Recorded data »
== == ==

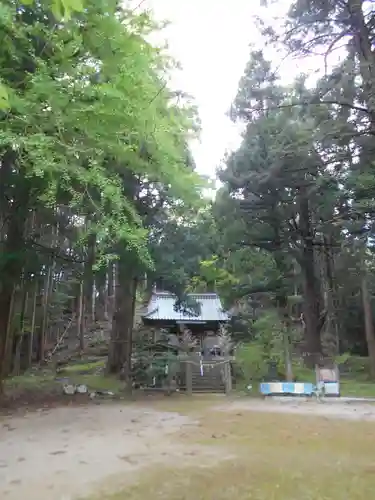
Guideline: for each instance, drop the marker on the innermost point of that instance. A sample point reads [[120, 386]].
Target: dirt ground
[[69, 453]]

== == ==

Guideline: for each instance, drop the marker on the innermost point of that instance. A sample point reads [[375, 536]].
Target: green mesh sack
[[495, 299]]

== == ==

Problem requirements » Format the data as a Markdown table with the columns Row and Line, beginning at the line that contains "reads [[120, 386]]." and stopping after the line that contains "[[69, 453]]". Leave out any blank lines.

Completed exercise »
| Row | Line |
|---|---|
| 1 | Guideline: for each instance, drop the marker on the innermost point of that instance. A sample point reads [[120, 386]]. |
| 2 | Target: dirt ground |
| 3 | [[69, 453]] |